== EXCERTO DA PÁGINA

D) Muito embora a douta decisão de que se recorre se afirme de deferimento, não o é realmente, já que, tendo o Co-R. ora recorrente deduzido a extinção da instância, tal foi implicitamente indeferido pela Mmª Juiz a quo, quando esta ordenou o seu prosseguimento;
Não prevendo actual Lei Processual Civil não prevê a relevância da decisão implícita (razão porque em princípio o Douto Despacho, não formaria, caso julgado quanto à não fixação da deduzida extinção de instância), há no entanto que atentar ao facto de o julgamento implícito em causa ter conduzido ao prosseguimento da instância, quando, pelo menos sob o ponto do vista do Co-R. ora recorrente, esta deveria ter sido extinta (Neste sentido, entre outros, Douto Ac. do TRC de 08.11.2016, proferido no Procº 170/14.0TBCTB-A.C1 –Relator Exmº Senhor Desembargador Jorge Arcanjo- (in www.dgsi.pt )

====
== DADOS FORNECIDOS

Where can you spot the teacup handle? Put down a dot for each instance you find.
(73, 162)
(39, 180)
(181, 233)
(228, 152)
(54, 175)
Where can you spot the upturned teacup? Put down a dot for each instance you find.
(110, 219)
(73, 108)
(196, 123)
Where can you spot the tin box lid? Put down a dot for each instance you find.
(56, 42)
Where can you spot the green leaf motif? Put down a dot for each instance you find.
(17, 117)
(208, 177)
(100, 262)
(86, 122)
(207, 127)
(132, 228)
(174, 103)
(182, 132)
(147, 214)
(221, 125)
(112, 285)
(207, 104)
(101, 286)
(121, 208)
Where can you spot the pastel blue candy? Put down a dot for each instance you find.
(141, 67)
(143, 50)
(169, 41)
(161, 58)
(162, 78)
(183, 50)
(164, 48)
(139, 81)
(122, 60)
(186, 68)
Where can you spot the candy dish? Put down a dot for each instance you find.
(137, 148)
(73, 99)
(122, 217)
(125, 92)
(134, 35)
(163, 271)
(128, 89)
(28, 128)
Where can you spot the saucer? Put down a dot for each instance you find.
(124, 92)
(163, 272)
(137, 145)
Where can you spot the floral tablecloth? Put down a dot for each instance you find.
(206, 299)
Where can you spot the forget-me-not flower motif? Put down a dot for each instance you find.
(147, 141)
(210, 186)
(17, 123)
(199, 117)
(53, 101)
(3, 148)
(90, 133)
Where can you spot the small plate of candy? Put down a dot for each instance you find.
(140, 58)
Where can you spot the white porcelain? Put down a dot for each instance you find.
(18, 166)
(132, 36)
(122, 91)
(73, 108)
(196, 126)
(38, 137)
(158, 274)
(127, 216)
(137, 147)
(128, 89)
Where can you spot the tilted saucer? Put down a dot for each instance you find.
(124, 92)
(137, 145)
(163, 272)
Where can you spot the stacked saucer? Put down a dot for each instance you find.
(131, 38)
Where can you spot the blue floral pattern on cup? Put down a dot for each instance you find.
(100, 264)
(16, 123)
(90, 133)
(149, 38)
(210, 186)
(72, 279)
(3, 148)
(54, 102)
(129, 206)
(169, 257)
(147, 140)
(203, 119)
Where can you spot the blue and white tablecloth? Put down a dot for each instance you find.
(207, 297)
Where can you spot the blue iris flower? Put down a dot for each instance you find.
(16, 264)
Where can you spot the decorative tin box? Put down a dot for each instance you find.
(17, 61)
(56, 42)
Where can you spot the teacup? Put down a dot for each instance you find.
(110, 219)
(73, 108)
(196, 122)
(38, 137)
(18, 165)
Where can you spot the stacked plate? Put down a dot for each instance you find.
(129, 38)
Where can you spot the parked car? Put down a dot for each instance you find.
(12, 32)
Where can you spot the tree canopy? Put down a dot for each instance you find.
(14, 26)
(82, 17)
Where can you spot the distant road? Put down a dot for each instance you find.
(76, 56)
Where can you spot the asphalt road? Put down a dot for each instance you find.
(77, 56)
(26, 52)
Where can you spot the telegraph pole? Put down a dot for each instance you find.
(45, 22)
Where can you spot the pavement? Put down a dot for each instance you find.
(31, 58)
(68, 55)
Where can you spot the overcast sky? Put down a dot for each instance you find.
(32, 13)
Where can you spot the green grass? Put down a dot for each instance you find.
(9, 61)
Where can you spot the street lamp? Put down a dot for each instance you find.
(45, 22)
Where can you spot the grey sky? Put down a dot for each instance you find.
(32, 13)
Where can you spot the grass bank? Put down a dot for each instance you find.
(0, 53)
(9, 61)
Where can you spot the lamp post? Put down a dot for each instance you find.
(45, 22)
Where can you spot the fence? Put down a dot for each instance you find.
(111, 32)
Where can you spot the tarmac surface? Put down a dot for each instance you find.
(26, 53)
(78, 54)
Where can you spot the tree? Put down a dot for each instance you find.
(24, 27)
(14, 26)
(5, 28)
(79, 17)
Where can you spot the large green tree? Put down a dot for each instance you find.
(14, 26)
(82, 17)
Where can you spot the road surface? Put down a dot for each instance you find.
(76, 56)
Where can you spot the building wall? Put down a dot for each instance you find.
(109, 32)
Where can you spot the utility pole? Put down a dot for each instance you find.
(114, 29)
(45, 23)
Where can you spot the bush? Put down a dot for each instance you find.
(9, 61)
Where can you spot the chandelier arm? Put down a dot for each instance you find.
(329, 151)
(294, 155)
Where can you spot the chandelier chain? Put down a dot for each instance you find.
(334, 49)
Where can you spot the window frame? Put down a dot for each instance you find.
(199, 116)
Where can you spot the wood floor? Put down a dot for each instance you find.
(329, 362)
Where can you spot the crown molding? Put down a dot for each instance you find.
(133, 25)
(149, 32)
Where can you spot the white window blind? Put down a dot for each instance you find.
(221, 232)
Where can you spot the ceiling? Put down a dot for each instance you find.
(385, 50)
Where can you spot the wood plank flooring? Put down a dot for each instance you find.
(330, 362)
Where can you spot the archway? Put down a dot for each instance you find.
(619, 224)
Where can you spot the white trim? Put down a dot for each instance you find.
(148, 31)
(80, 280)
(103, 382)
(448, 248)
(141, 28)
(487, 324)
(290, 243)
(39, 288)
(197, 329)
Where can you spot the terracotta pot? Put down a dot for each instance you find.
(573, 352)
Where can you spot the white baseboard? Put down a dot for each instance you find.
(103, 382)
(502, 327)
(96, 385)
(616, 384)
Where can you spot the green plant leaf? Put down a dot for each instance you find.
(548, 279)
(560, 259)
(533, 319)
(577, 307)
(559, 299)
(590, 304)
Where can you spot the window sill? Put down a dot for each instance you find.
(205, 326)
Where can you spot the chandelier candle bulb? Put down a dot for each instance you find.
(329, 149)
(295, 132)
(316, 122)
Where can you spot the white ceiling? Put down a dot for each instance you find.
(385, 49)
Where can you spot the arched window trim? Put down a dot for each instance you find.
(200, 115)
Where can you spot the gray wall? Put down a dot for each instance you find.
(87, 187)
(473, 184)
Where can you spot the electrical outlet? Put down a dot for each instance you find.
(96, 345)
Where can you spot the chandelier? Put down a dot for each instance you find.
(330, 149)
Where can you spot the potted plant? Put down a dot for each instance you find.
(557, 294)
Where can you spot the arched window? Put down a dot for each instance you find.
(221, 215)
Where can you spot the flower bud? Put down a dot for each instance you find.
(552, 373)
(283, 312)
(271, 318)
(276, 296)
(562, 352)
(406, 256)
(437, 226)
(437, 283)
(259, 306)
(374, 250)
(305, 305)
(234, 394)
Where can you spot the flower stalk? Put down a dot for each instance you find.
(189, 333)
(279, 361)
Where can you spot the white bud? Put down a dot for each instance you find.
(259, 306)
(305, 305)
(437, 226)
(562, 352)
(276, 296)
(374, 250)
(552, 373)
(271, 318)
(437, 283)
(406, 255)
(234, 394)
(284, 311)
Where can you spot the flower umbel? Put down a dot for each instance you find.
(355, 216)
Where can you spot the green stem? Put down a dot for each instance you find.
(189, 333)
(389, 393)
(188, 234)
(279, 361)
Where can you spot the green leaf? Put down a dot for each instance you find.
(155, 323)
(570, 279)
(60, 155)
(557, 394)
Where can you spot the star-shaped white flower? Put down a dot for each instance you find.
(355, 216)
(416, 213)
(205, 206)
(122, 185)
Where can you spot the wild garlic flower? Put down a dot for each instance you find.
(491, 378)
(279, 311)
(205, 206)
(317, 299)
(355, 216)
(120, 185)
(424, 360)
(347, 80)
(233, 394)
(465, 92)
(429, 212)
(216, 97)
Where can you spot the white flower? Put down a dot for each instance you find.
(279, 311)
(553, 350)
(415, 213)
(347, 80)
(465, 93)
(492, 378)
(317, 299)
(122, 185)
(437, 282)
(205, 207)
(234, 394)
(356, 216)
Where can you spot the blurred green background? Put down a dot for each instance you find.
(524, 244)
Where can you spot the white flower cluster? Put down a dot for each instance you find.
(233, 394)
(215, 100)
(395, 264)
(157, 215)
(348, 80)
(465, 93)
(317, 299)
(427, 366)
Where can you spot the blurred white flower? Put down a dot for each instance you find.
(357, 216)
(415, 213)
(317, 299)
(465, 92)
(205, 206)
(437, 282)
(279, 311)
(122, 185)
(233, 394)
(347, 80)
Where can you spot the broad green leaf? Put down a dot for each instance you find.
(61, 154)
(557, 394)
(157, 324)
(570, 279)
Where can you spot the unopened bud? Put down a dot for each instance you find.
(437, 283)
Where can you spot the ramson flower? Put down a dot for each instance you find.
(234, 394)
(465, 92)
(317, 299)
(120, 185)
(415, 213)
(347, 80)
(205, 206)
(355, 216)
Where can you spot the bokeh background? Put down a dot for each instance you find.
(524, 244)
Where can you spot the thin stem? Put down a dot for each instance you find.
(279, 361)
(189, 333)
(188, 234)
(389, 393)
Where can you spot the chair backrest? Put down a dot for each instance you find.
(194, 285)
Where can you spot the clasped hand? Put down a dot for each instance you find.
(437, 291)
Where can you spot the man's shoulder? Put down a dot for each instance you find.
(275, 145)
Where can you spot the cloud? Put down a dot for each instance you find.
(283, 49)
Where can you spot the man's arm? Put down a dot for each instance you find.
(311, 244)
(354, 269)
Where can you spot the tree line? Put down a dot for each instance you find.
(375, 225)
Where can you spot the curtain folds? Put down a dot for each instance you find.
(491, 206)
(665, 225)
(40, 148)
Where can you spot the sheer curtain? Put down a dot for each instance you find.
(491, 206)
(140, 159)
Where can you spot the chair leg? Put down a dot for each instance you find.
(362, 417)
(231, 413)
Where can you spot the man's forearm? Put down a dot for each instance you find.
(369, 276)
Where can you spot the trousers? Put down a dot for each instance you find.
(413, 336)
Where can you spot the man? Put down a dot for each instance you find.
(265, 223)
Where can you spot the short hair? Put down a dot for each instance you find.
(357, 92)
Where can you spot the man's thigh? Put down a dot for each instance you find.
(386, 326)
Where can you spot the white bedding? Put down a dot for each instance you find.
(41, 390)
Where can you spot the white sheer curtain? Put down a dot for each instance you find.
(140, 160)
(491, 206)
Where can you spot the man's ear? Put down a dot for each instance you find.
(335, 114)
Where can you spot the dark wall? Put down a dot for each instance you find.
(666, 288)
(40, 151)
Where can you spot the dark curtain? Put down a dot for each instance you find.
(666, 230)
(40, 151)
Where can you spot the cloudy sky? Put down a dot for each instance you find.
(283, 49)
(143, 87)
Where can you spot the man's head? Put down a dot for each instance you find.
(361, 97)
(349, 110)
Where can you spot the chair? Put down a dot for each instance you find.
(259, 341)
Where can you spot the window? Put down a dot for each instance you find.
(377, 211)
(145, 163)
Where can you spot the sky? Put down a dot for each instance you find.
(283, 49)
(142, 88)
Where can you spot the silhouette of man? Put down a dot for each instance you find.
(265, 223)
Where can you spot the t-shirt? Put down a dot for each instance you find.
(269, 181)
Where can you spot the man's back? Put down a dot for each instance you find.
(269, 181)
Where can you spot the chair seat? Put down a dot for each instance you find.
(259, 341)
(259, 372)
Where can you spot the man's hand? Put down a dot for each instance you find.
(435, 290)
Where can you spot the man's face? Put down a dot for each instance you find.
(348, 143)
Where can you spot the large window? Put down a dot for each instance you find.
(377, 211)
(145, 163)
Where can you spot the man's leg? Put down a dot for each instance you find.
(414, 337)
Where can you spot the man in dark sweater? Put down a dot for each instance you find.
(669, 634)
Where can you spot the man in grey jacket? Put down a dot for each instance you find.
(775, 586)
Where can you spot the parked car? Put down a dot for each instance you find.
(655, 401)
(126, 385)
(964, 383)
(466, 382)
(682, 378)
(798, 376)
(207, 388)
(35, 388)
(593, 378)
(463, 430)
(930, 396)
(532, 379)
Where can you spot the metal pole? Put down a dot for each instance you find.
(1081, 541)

====

TAREFAS A REALIZAR:
• A. Resuma o excerto da página em duas frases.
• B. Determine quantas linhas dos registos contêm a palavra "dark", distinguindo maiúsculas de minúsculas, e indique apenas esse número.

RESPOSTAS CORRETAS:
• A. O co-réu recorrente sustenta que a decisão recorrida, embora se afirme de deferimento, não o é realmente, porque a extinção da instância que deduziu foi implicitamente indeferida pela juíza quando esta ordenou o prosseguimento da instância. Embora a lei processual civil em vigor não preveja a relevância da decisão implícita, o recorrente defende que há que atender ao facto de esse julgamento implícito ter levado ao prosseguimento de uma instância que, do seu ponto de vista, deveria ter sido extinta, e invoca nesse sentido um acórdão do TRC de 08.11.2016.

• B. 3